### EXTRACT
********
Males grow to a maximum total length of 112 cm with a tail length of 19.5 cm. Females grow to a maximum total length of 116 cm with a tail length of 20.5 cm.

The hemipenes are spinose.

Scalation: dorsal scales in 25 longitudinal rows at midbody; scales on upper surface of head, small, each scale keeled posteriorly; internasals 5–10 times size of adjacent scales, separated by 3–4 scales; supraoculars, long, narrow, undivided, 14–16 small interoculars in line between them; 2 scales on line between upper preocular and nasal scale; 9–11 upper labials, first upper labial separated from nasal by suture; 2–3 small scales between upper labials and subocular; 2–3 rows of temporal scales above upper labials smooth, above those scales keeled; ventrals 200–218; subcaudals 76–91, all paired.

Color pattern: grayish or olive brown above, with dorsal series of large brown, black-edged spots or blotches, and a lateral series of smaller spots; head above brownish, below whitish; belly whitish but heavily powdered with light brown; tail brownish (possibly pink in life [fide M.A. Smith 1943:507]), with series of dark dorsal spots.
********
### INFORMATION
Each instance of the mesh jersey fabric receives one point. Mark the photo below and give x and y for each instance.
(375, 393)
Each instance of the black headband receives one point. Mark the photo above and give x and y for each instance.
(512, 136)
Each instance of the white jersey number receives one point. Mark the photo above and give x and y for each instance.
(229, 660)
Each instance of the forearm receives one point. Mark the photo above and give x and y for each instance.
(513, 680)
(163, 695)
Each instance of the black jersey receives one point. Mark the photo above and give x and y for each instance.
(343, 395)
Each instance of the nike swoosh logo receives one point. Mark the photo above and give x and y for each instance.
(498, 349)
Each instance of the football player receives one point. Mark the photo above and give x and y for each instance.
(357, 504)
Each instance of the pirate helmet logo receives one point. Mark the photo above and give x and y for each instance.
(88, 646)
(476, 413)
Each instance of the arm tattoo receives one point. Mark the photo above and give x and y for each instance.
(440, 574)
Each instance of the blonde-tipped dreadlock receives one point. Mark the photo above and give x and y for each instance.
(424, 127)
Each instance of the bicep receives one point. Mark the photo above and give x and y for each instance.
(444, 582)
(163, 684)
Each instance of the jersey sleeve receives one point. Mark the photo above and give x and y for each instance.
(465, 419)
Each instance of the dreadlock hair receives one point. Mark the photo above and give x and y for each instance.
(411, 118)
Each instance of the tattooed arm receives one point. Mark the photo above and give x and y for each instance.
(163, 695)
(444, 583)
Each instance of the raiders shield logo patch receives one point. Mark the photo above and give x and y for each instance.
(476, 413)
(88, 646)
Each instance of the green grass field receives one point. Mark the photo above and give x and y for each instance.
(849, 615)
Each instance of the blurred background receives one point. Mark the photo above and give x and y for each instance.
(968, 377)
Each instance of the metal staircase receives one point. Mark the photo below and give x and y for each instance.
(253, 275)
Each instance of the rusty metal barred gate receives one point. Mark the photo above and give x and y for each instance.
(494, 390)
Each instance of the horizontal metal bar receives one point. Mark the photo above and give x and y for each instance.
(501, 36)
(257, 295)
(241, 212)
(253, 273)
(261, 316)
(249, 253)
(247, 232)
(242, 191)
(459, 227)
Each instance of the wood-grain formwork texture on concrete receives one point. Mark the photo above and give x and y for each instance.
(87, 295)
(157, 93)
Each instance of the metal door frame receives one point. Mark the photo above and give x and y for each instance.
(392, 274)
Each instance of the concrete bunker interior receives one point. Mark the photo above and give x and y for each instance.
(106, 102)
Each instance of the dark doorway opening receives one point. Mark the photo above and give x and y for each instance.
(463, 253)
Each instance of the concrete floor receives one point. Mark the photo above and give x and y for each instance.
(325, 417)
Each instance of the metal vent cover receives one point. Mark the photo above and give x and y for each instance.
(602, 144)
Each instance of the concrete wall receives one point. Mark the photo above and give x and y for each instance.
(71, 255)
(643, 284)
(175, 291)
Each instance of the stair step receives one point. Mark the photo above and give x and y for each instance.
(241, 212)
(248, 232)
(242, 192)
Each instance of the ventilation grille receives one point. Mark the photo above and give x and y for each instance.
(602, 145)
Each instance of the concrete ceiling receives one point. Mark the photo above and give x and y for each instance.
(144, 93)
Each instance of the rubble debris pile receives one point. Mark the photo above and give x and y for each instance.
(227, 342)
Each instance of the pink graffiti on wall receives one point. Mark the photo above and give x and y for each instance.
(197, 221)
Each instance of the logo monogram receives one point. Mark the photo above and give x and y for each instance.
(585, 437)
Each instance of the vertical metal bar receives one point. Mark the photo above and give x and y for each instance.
********
### DIRECTIONS
[A] Copy out the passage of the snake description that opens with the words containing "The hemipenes are" and closes with "76–91, all paired.", substituting "ridged" for "keeled".
[B] Proceed with the snake description from the point at which it stops.

### OUTPUTS FOR THE TASKS
[A]
The hemipenes are spinose.

Scalation: dorsal scales in 25 longitudinal rows at midbody; scales on upper surface of head, small, each scale ridged posteriorly; internasals 5–10 times size of adjacent scales, separated by 3–4 scales; supraoculars, long, narrow, undivided, 14–16 small interoculars in line between them; 2 scales on line between upper preocular and nasal scale; 9–11 upper labials, first upper labial separated from nasal by suture; 2–3 small scales between upper labials and subocular; 2–3 rows of temporal scales above upper labials smooth, above those scales ridged; ventrals 200–218; subcaudals 76–91, all paired.

[B]
== Common names ==
Brown spotted pitviper, pointed-scaled pit viper, habu, Taiwan habu (タイワンハブ), Chinese habu, Formosan pit viper. The Chinese name is 龜殼花蛇 or 原矛头蝮.

== Geographic range ==
Found from northeastern India (Assam and Mizoram) and Bangladesh, to Myanmar, China (including Hainan, and as far north as Gansu and as far east as Zhejiang), Laos, northern and central Vietnam, also found in northern Thailand as well as in Taiwan. The type locality given is Naga Hills (India). This snake is introduced to Okinawa, Japan.